* _RECORDS FOR THIS TASK_:
┌──

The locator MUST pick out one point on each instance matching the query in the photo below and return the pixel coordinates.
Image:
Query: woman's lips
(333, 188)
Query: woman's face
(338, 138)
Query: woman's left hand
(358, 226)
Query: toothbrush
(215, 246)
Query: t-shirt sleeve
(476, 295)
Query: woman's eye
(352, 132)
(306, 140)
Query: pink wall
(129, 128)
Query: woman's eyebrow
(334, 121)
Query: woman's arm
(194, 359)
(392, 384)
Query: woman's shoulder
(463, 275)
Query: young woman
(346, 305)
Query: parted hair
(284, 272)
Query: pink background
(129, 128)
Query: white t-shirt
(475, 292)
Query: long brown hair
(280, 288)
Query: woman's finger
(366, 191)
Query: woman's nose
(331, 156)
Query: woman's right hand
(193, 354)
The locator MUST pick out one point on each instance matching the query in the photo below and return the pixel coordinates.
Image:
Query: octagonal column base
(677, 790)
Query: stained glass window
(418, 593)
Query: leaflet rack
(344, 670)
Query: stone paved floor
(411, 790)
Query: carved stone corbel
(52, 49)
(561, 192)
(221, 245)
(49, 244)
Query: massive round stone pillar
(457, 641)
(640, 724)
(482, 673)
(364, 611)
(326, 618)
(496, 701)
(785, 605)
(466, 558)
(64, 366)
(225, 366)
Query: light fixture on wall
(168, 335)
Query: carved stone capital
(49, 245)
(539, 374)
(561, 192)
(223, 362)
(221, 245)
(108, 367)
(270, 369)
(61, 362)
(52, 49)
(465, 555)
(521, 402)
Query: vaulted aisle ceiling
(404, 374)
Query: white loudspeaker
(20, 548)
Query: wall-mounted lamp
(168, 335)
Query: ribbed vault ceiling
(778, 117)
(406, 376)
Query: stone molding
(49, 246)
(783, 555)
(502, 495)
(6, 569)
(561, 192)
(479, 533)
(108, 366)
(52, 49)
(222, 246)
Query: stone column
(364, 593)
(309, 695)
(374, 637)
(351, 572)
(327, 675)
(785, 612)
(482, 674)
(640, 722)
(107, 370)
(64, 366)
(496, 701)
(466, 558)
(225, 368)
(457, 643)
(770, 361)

└──

Rewrite every item above, substituting "annotator" for each occurrence of "locator" and leaving everything else unchanged.

The annotator MUST pick out one point on each instance matching the query in the photo below and return the pixel coordinates.
Image:
Query: woman's lips
(333, 188)
Query: woman's face
(338, 138)
Query: woman's left hand
(358, 226)
Query: toothbrush
(215, 246)
Query: t-shirt sleeve
(476, 295)
Query: woman's eye
(352, 132)
(306, 140)
Query: pink wall
(129, 128)
Query: woman's eyebrow
(334, 121)
Query: woman's arm
(194, 359)
(392, 384)
Query: woman's shoulder
(463, 275)
Query: young woman
(346, 305)
Query: parted hair
(284, 272)
Query: pink background
(129, 128)
Query: white t-shirt
(475, 292)
Query: long brown hair
(280, 288)
Query: woman's finger
(366, 191)
Query: woman's nose
(331, 156)
Query: woman's right hand
(193, 354)
The annotator MUST pick out one point on each instance matching the query in the photo below and return the pixel coordinates.
Image:
Query: octagonal column base
(677, 790)
Query: stained glass window
(418, 593)
Query: leaflet rack
(344, 670)
Query: stone paved floor
(411, 790)
Query: carved stone corbel
(52, 49)
(561, 192)
(221, 245)
(49, 244)
Query: massive round stone pillar
(457, 641)
(640, 724)
(482, 673)
(364, 611)
(326, 618)
(496, 701)
(785, 605)
(466, 558)
(64, 366)
(225, 366)
Query: light fixture on wall
(168, 335)
Query: carved stone capital
(49, 245)
(539, 374)
(561, 192)
(223, 362)
(221, 245)
(108, 367)
(270, 369)
(61, 362)
(52, 49)
(465, 555)
(521, 402)
Query: vaulted aisle ceiling
(404, 374)
Query: white loudspeaker
(20, 548)
Query: wall-mounted lamp
(168, 335)
Query: ribbed vault ceiling
(778, 117)
(406, 376)
Query: stone molding
(49, 246)
(783, 555)
(502, 495)
(6, 569)
(561, 192)
(479, 533)
(108, 366)
(52, 49)
(222, 246)
Query: stone column
(364, 593)
(309, 695)
(374, 637)
(351, 572)
(327, 675)
(785, 612)
(482, 674)
(640, 722)
(107, 370)
(64, 366)
(496, 701)
(466, 558)
(225, 368)
(457, 643)
(770, 361)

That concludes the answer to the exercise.